His tips on interviewing have lasted with me for almost three decades: never ask a question that can be answered by “yes,” or “no:” never make a statement, only ask questions: except for your first and last questions, never have any written down: and others.
When he discussed news writing, he stressed the virtues of brevity and accuracy. Then he stated, “And never use the word ‘terrorist.’ One man’s terrorist is another’s freedom fighter.”
At the time, I rarely wrote news that would border on this issue, but the statement remained with me. Today, however, the word “terrorist” is bandied about with frequency: mostly in the wrong context.
In Iraq, a resistance is in full swing. The resistance is being conducted against an occupying force, therefore, every time the word “terrorist” is used by U.S. administration officials, or by Iraqi stooges, the word is in error.
Some news agencies have softened the word by calling the resistance an “insurgency.” Again, this is false. An insurgency is an uprising against a legal entity. The current Iraqi government is illegal and those in the real government have been murdered or are in prison. Therefore, the resistance fighters in Iraq are definitely not part of an insurgency.
Let’s look at occupied France of World War II. The resistance was trying to make things difficult for the German occupiers. After the war, they were considered heroes by the U.S. who, to this day, have not failed to consistently remind France that it was American troops who helped liberate the country as well.

> _STATED PROBLEM_
Rewrite the text from "His tips on" to "the wrong context.", swapping "brevity" for "conciseness".

> _SUPPLIED MATERIAL_

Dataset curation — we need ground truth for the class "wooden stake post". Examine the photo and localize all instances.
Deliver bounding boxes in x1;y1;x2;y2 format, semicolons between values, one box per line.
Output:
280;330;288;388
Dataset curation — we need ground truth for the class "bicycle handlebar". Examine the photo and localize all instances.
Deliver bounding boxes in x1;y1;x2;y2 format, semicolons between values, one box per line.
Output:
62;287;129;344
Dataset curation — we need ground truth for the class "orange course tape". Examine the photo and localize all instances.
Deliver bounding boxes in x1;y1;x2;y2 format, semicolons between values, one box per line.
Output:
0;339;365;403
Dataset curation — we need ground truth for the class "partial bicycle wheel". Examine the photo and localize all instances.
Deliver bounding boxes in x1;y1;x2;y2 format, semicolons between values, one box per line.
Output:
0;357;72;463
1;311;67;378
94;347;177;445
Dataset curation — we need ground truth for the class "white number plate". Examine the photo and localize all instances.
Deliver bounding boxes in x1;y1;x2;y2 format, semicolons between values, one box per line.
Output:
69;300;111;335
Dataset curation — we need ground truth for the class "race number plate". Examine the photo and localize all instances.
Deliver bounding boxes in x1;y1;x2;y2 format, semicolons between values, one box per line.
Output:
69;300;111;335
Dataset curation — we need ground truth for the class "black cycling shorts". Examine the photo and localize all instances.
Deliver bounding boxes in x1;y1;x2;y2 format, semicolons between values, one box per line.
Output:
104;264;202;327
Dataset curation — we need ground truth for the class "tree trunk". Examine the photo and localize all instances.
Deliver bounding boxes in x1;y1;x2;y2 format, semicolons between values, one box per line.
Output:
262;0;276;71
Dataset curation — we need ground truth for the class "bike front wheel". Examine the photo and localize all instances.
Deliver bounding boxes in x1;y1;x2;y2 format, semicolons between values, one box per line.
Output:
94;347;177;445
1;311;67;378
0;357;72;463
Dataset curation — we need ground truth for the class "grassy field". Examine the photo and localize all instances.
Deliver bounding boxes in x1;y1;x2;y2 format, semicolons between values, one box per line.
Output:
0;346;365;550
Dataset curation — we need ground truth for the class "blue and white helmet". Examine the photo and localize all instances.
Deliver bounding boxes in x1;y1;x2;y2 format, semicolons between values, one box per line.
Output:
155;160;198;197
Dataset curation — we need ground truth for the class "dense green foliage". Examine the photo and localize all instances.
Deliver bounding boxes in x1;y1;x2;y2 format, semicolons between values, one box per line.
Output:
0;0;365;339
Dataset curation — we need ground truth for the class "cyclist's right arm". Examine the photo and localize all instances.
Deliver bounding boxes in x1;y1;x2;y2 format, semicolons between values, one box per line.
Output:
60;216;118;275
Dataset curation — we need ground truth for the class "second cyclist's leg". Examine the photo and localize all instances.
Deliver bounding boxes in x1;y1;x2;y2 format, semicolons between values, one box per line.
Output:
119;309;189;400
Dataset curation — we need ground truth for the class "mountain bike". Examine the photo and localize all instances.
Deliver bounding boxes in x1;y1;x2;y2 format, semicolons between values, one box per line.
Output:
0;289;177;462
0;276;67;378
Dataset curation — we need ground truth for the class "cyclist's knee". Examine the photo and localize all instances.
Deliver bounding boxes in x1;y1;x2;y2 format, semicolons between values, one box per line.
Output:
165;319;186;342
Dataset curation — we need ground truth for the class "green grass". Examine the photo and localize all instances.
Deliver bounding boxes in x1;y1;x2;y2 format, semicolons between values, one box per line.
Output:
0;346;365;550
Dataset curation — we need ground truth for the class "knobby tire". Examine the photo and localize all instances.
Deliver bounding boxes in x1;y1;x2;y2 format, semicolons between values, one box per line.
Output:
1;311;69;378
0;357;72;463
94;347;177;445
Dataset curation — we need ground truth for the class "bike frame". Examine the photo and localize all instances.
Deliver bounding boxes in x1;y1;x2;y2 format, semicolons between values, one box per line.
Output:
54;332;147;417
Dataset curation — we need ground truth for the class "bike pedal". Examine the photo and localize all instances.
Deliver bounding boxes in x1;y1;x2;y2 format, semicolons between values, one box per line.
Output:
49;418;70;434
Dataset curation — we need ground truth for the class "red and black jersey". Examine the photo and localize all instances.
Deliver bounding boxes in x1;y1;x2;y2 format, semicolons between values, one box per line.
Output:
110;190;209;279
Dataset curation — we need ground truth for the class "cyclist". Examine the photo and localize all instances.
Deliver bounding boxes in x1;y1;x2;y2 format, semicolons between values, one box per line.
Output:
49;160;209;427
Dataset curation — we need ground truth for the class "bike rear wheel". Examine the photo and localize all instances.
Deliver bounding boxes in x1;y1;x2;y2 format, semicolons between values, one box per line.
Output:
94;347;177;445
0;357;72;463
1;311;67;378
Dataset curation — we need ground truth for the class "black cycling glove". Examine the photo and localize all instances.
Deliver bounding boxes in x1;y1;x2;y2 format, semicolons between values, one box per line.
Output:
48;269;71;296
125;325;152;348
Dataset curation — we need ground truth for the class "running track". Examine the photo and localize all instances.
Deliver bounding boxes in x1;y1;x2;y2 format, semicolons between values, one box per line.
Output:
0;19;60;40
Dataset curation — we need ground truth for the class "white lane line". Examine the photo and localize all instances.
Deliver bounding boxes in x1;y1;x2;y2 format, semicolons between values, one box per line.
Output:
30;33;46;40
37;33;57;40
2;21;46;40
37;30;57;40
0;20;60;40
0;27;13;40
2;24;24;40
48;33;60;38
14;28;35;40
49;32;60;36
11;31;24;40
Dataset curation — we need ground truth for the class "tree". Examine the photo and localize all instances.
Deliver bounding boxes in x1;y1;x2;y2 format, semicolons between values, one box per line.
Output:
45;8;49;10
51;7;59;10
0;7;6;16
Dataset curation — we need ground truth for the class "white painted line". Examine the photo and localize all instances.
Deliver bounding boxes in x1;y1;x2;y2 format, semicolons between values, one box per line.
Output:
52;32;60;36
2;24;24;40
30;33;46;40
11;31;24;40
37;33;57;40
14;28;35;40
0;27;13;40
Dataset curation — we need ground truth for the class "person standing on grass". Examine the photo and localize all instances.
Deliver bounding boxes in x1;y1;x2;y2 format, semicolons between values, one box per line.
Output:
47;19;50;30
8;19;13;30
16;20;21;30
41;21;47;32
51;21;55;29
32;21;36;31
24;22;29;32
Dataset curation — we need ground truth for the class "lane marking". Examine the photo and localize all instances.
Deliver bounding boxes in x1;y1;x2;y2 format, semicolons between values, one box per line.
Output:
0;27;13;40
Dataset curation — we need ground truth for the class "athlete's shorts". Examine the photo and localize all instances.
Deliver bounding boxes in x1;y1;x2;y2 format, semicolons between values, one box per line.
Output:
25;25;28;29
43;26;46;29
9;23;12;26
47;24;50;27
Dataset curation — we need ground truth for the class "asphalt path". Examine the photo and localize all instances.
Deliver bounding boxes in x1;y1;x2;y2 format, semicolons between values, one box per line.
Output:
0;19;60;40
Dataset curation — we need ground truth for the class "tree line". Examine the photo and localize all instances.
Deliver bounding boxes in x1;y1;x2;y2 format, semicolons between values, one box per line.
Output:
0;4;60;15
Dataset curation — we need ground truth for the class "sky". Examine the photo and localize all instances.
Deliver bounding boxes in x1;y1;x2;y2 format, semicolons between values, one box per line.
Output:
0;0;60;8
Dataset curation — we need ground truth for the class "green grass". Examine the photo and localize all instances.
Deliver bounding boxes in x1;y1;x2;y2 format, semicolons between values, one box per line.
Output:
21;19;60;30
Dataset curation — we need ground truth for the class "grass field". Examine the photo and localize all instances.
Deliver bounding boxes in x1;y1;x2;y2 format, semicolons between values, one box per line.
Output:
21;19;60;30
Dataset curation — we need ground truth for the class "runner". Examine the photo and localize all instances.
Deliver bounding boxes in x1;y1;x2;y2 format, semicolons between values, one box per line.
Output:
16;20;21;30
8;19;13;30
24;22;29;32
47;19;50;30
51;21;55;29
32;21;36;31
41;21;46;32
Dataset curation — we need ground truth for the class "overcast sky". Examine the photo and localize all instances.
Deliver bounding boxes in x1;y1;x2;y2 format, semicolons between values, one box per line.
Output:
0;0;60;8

> _REPLY_
His tips on interviewing have lasted with me for almost three decades: never ask a question that can be answered by “yes,” or “no:” never make a statement, only ask questions: except for your first and last questions, never have any written down: and others.
When he discussed news writing, he stressed the virtues of conciseness and accuracy. Then he stated, “And never use the word ‘terrorist.’ One man’s terrorist is another’s freedom fighter.”
At the time, I rarely wrote news that would border on this issue, but the statement remained with me. Today, however, the word “terrorist” is bandied about with frequency: mostly in the wrong context.